Problem statement:
Read the data and repeat all of it exactly.

=-=-=

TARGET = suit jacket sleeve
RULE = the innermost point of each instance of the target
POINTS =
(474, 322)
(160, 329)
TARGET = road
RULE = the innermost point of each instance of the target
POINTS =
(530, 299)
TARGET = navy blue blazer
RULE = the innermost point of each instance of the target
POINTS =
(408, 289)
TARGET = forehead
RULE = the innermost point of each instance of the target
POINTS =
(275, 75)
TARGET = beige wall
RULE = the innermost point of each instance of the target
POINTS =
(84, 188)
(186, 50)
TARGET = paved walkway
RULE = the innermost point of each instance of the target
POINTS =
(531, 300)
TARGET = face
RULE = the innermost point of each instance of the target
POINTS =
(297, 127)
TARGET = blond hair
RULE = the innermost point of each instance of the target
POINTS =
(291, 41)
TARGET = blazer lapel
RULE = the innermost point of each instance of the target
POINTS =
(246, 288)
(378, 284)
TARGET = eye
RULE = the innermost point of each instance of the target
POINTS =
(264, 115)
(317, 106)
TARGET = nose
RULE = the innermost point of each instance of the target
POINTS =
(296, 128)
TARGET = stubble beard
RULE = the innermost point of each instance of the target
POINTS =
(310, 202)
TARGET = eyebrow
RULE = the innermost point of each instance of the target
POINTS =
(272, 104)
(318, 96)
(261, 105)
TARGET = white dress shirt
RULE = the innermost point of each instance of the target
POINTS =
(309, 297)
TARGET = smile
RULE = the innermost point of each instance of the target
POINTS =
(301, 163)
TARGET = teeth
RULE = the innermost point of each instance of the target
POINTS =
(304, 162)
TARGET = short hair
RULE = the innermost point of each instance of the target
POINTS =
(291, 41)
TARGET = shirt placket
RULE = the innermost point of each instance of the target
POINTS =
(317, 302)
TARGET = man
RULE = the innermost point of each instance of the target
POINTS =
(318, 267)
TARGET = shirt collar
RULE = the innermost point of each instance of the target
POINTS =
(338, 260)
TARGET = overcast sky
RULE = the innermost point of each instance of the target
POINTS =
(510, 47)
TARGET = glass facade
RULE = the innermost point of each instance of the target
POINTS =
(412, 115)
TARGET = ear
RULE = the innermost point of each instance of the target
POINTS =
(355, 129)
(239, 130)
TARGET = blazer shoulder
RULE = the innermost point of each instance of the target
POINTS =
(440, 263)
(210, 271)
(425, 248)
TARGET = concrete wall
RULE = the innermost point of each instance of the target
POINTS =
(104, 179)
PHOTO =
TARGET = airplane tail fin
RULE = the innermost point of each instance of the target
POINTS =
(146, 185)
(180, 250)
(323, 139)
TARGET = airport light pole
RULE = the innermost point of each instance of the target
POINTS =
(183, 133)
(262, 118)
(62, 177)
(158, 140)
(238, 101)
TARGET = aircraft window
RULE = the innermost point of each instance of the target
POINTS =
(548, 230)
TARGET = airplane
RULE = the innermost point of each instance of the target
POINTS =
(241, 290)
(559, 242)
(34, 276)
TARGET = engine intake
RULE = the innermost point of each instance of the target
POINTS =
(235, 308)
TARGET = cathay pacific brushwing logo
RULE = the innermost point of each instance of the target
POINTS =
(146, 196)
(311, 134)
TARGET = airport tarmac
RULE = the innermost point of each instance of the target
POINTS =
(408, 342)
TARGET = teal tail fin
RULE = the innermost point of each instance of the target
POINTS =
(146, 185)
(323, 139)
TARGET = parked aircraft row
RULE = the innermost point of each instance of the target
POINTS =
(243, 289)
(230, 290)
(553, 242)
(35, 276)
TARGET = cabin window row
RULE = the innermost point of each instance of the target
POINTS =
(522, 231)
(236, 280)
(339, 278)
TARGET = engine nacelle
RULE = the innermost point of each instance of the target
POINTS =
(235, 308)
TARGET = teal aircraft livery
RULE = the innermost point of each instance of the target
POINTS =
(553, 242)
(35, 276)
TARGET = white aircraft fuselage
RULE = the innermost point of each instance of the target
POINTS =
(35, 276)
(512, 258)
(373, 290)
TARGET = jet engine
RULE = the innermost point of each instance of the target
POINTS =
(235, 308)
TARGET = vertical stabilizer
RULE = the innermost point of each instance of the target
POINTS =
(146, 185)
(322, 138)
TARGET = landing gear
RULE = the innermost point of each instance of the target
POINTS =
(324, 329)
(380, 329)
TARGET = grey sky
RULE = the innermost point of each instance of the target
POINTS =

=-=-=

Solution to this task:
TARGET = suit jacket sleeve
RULE = the innermost point of each instance of the target
POINTS =
(474, 322)
(160, 329)
TARGET = road
RULE = the innermost point of each instance of the target
POINTS =
(530, 299)
TARGET = navy blue blazer
RULE = the innermost point of each instance of the target
POINTS =
(408, 289)
TARGET = forehead
RULE = the innermost point of each instance of the target
POINTS =
(275, 75)
TARGET = beige wall
RULE = the innermost point of each instance of the target
POINTS =
(84, 188)
(186, 50)
TARGET = paved walkway
RULE = the innermost point of each instance of the target
POINTS =
(531, 300)
TARGET = face
RULE = the innermost point of each instance of the target
POINTS =
(297, 127)
TARGET = blond hair
RULE = the innermost point of each instance of the target
POINTS =
(291, 41)
TARGET = blazer lapel
RULE = the innermost point of each instance of the target
POINTS =
(246, 288)
(378, 284)
TARGET = eye
RULE = the innermost point of each instance of the target
POINTS =
(264, 115)
(317, 106)
TARGET = nose
RULE = the innermost point of each instance of the target
POINTS =
(296, 128)
TARGET = stubble beard
RULE = the innermost point of each instance of the target
POINTS =
(310, 202)
TARGET = eyebrow
RULE = the innermost point of each instance of the target
POINTS =
(272, 104)
(318, 96)
(261, 105)
TARGET = white dress shirt
RULE = the innermost point of each instance of the target
POINTS =
(309, 297)
TARGET = smile
RULE = the innermost point of each instance of the target
POINTS =
(301, 163)
TARGET = teeth
RULE = the innermost point of each instance of the target
POINTS =
(304, 162)
TARGET = short hair
RULE = the innermost point of each instance of the target
POINTS =
(291, 41)
TARGET = shirt placket
RULE = the innermost point of each instance of the target
POINTS =
(317, 302)
TARGET = man
RULE = the innermost point of each instance of the target
POINTS =
(318, 267)
TARGET = shirt collar
RULE = the innermost point of each instance of the target
POINTS =
(338, 260)
TARGET = overcast sky
RULE = the innermost point of each instance of the target
POINTS =
(510, 47)
TARGET = glass facade
RULE = the innermost point of each instance of the target
POINTS =
(412, 115)
TARGET = ear
RULE = the innermost point of each instance of the target
POINTS =
(355, 129)
(239, 130)
TARGET = blazer shoulder
RULE = the innermost point of each instance of the target
POINTS =
(440, 263)
(210, 271)
(425, 248)
TARGET = concrete wall
RULE = the innermost point of each instance of the target
POINTS =
(104, 179)
PHOTO =
TARGET = airplane tail fin
RULE = the innermost point of each instance of the target
POINTS =
(146, 185)
(180, 250)
(323, 139)
TARGET = airport light pole
RULE = the innermost point of each instance of the target
POINTS =
(183, 133)
(262, 118)
(62, 177)
(158, 140)
(238, 101)
TARGET = aircraft window
RULE = the innermost point of each instance of the target
POINTS =
(548, 230)
TARGET = airplane
RULE = the innermost point of each instance of the target
POINTS =
(241, 290)
(559, 242)
(34, 276)
TARGET = engine intake
RULE = the innermost point of each instance of the target
POINTS =
(235, 308)
TARGET = cathay pacific brushwing logo
RULE = the innermost point of each instance of the target
POINTS =
(146, 196)
(311, 134)
TARGET = airport tarmac
RULE = the innermost point of each instance of the target
POINTS =
(408, 342)
TARGET = teal tail fin
RULE = the innermost point of each instance of the target
POINTS =
(146, 185)
(323, 139)
TARGET = parked aircraft row
RULE = the innermost point of each instance of the target
POINTS =
(243, 289)
(230, 290)
(553, 242)
(35, 276)
TARGET = cabin window row
RULE = the innermost point of each instance of the target
POINTS =
(522, 231)
(236, 280)
(339, 278)
TARGET = engine nacelle
RULE = the innermost point of each instance of the target
POINTS =
(235, 308)
TARGET = teal aircraft livery
RULE = the innermost point of each instance of the target
POINTS =
(553, 242)
(35, 276)
TARGET = white aircraft fuselage
RULE = the innermost point of each instance of the target
POINTS =
(35, 276)
(512, 258)
(373, 290)
TARGET = jet engine
RULE = the innermost point of each instance of the target
POINTS =
(235, 308)
TARGET = vertical stabilizer
RULE = the innermost point of each instance of the target
POINTS =
(146, 185)
(322, 138)
TARGET = landing gear
RULE = the innermost point of each instance of the target
POINTS =
(324, 329)
(380, 329)
TARGET = grey sky
RULE = the innermost point of each instance of the target
POINTS =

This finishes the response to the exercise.